Job ▸ Print, please, the line that contains "the shrub, each" and each line after it to the end of the entries, unchanged and with nothing else.

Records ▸
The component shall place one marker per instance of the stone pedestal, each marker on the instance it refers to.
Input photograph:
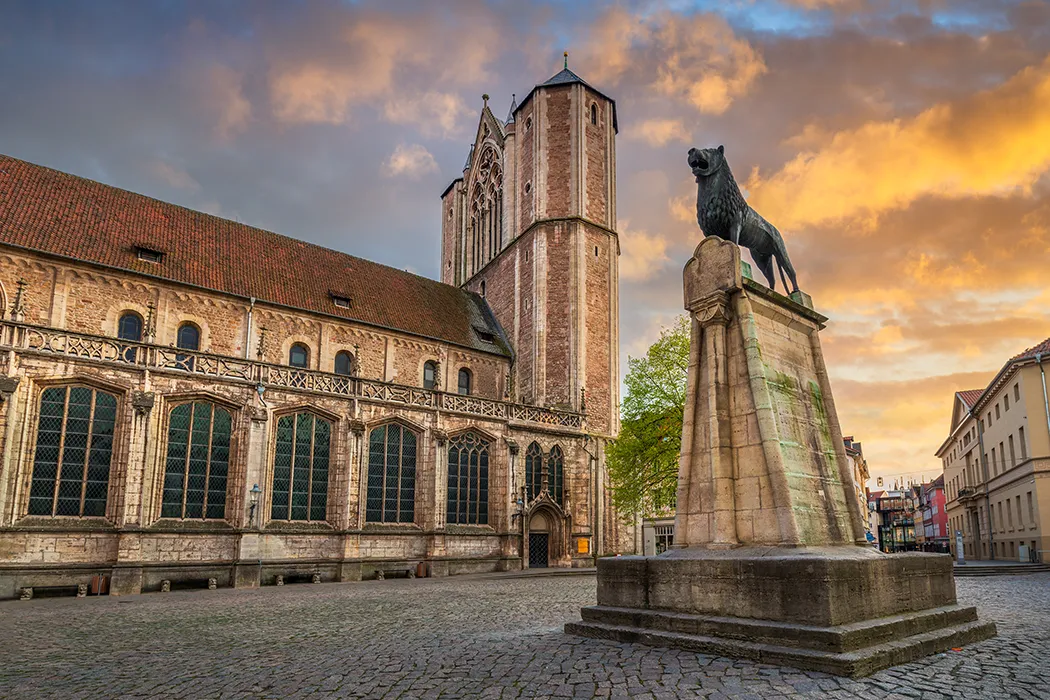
(770, 560)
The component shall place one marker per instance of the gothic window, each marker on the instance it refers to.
(429, 375)
(75, 446)
(533, 471)
(129, 327)
(392, 475)
(197, 462)
(467, 480)
(555, 474)
(343, 363)
(464, 381)
(300, 468)
(298, 356)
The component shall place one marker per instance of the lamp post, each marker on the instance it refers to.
(253, 503)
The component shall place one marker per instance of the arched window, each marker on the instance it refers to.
(533, 471)
(467, 480)
(343, 363)
(75, 445)
(392, 475)
(429, 375)
(298, 356)
(555, 474)
(464, 381)
(188, 337)
(197, 462)
(129, 327)
(300, 465)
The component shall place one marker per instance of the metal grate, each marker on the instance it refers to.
(197, 462)
(392, 475)
(300, 468)
(75, 446)
(555, 474)
(467, 480)
(533, 471)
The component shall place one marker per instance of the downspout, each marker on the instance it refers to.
(248, 338)
(1046, 404)
(984, 470)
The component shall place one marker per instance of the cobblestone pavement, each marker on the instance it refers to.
(452, 638)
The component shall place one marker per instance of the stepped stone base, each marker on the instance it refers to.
(846, 611)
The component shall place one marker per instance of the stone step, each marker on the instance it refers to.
(838, 638)
(854, 664)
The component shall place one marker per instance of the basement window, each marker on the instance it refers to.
(148, 254)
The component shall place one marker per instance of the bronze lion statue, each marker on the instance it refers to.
(721, 211)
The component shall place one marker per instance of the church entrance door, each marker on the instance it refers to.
(539, 544)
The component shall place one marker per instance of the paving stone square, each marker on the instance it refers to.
(465, 637)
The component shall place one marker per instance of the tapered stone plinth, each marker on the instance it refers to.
(770, 560)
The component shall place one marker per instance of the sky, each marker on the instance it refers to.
(901, 147)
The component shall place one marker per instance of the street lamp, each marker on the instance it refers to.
(254, 502)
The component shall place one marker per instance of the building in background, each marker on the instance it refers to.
(185, 398)
(996, 463)
(931, 517)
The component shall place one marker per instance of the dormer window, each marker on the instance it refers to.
(148, 254)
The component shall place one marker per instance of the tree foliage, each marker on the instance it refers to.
(644, 460)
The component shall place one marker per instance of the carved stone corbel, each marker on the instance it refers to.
(143, 402)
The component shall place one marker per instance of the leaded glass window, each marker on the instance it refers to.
(300, 468)
(197, 462)
(392, 475)
(555, 469)
(429, 374)
(533, 471)
(467, 480)
(75, 447)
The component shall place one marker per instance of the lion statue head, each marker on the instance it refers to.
(706, 162)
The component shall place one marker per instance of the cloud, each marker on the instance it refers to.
(660, 131)
(995, 142)
(412, 162)
(642, 254)
(172, 175)
(697, 60)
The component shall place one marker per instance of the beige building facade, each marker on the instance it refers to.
(186, 398)
(996, 463)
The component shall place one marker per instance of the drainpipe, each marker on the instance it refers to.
(984, 470)
(248, 338)
(1046, 404)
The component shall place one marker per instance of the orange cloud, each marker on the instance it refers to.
(996, 142)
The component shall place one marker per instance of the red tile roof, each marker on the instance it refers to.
(62, 214)
(969, 397)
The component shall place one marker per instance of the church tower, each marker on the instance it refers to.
(531, 227)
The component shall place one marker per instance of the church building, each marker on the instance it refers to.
(181, 406)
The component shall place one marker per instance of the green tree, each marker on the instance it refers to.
(644, 460)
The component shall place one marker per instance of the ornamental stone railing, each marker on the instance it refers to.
(23, 337)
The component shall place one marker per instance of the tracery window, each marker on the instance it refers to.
(197, 462)
(129, 327)
(486, 210)
(392, 475)
(429, 374)
(533, 471)
(75, 446)
(300, 468)
(555, 474)
(467, 480)
(464, 381)
(298, 356)
(343, 363)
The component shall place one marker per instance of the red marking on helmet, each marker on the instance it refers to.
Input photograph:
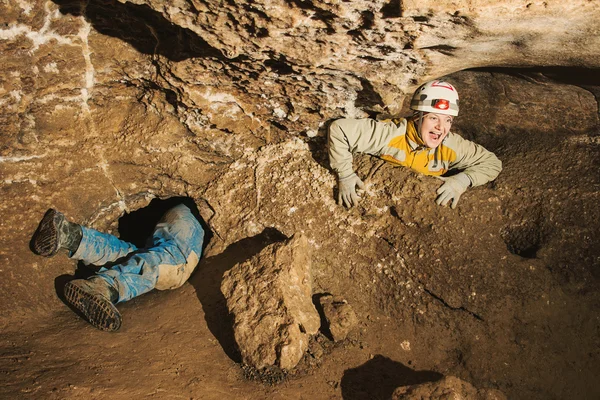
(441, 104)
(443, 84)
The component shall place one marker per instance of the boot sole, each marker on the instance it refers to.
(97, 310)
(45, 238)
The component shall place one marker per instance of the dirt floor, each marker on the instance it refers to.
(501, 292)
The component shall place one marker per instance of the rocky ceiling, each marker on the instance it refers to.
(107, 105)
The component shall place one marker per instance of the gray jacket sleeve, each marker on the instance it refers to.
(480, 165)
(349, 136)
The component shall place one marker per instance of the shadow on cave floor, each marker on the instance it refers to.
(207, 283)
(379, 377)
(142, 27)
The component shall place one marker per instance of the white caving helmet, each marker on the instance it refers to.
(437, 96)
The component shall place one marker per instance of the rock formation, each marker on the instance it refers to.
(270, 297)
(107, 105)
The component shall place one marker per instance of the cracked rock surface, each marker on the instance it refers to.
(108, 107)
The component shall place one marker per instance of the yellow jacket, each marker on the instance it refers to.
(398, 142)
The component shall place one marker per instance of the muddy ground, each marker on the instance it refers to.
(501, 292)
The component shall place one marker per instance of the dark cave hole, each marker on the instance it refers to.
(523, 241)
(368, 96)
(324, 323)
(379, 377)
(393, 9)
(137, 226)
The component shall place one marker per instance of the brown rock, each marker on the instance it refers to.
(340, 316)
(449, 388)
(270, 299)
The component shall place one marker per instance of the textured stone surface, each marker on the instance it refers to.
(449, 388)
(270, 299)
(106, 106)
(340, 316)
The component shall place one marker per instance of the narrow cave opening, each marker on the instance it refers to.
(137, 226)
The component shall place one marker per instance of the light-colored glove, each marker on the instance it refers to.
(347, 190)
(452, 188)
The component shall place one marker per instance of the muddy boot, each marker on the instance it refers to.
(95, 299)
(53, 233)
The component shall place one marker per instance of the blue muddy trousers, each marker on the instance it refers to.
(167, 261)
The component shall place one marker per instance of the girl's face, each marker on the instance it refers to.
(435, 128)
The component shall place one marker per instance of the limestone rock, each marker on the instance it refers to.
(270, 299)
(340, 316)
(449, 388)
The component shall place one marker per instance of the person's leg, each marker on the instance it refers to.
(55, 232)
(166, 263)
(97, 248)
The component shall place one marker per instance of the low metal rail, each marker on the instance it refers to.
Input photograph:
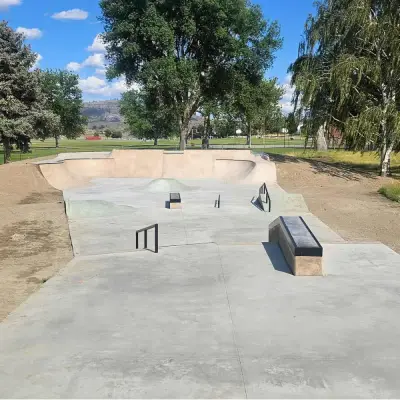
(218, 202)
(264, 191)
(145, 230)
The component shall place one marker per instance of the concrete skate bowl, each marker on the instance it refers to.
(241, 166)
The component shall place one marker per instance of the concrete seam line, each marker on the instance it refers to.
(233, 324)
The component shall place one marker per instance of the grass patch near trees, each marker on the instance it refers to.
(392, 191)
(367, 161)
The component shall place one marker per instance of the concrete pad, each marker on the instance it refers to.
(216, 313)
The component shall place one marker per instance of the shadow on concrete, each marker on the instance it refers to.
(277, 259)
(256, 204)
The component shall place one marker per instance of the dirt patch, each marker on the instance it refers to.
(34, 235)
(344, 198)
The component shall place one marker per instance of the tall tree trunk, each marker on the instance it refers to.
(321, 141)
(7, 149)
(184, 128)
(385, 160)
(26, 145)
(248, 140)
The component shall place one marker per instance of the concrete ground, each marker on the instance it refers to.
(216, 313)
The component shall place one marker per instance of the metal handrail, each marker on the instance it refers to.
(218, 202)
(155, 226)
(264, 190)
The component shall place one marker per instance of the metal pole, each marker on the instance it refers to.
(156, 238)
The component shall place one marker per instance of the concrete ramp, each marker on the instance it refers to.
(238, 166)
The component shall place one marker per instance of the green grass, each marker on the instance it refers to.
(392, 191)
(367, 161)
(47, 148)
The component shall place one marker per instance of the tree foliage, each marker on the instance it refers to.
(348, 73)
(187, 50)
(23, 112)
(254, 106)
(147, 116)
(64, 99)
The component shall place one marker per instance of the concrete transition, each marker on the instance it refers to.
(217, 313)
(67, 171)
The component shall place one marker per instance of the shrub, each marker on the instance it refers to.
(116, 135)
(108, 132)
(391, 191)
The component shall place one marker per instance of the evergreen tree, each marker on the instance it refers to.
(23, 114)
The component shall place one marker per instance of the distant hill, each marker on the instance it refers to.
(102, 113)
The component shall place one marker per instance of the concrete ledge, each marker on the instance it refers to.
(300, 247)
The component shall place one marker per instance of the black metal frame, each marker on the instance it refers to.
(264, 190)
(155, 226)
(175, 200)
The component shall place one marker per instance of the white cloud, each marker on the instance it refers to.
(100, 87)
(101, 71)
(37, 62)
(4, 4)
(98, 45)
(73, 66)
(286, 100)
(30, 33)
(95, 60)
(76, 14)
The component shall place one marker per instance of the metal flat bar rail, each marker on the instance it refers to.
(145, 230)
(264, 190)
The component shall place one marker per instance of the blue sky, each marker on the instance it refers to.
(62, 31)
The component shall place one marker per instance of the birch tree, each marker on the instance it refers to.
(348, 73)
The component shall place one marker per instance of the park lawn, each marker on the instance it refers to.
(392, 191)
(47, 148)
(367, 161)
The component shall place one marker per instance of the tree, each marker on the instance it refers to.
(347, 73)
(146, 115)
(22, 104)
(189, 50)
(274, 121)
(291, 123)
(64, 98)
(252, 103)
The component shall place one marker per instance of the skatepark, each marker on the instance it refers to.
(217, 312)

Exercise response ▸
The component shall place one marker per instance of the shrub, each marker on the instance it refers to.
(116, 135)
(108, 132)
(391, 191)
The component shall place one marker per instance of the evergreen tree, each marker on the instance it refers to.
(23, 114)
The component shall place one marker per instance of the distant hill, each marker on the instance it refers to.
(102, 113)
The component shall place one marker per instance of the concrete ledge, each marker on the instance it refers to.
(300, 247)
The component shall place one marker per instance of the black metal frame, each marker on the instance it refers to.
(264, 190)
(155, 226)
(175, 200)
The component shall place one marker per instance of the white cloud, each marker on the instance it refers to.
(100, 87)
(101, 71)
(37, 62)
(4, 4)
(98, 45)
(73, 66)
(286, 100)
(30, 33)
(95, 60)
(76, 14)
The component shall place one marker per instance of the metal flat bar rail, each marker on the instance it refers to.
(145, 230)
(264, 190)
The component shall place one marker per instance of the blue sky, each marker on the instance it refers to.
(62, 31)
The component shall place one marker per instance of the birch tree, each marker on the instance it refers to.
(348, 73)
The component shall place one marker per instance of the park lawn, each marker on the instance it refers to.
(392, 191)
(47, 148)
(367, 161)
The component shall place one marker per instance of the tree, each marker on the instance it refers to.
(347, 73)
(146, 115)
(22, 104)
(189, 50)
(274, 121)
(291, 123)
(64, 98)
(252, 103)
The component shall place one marker per instance of the skatepark, each marker on the instance it refers to.
(217, 312)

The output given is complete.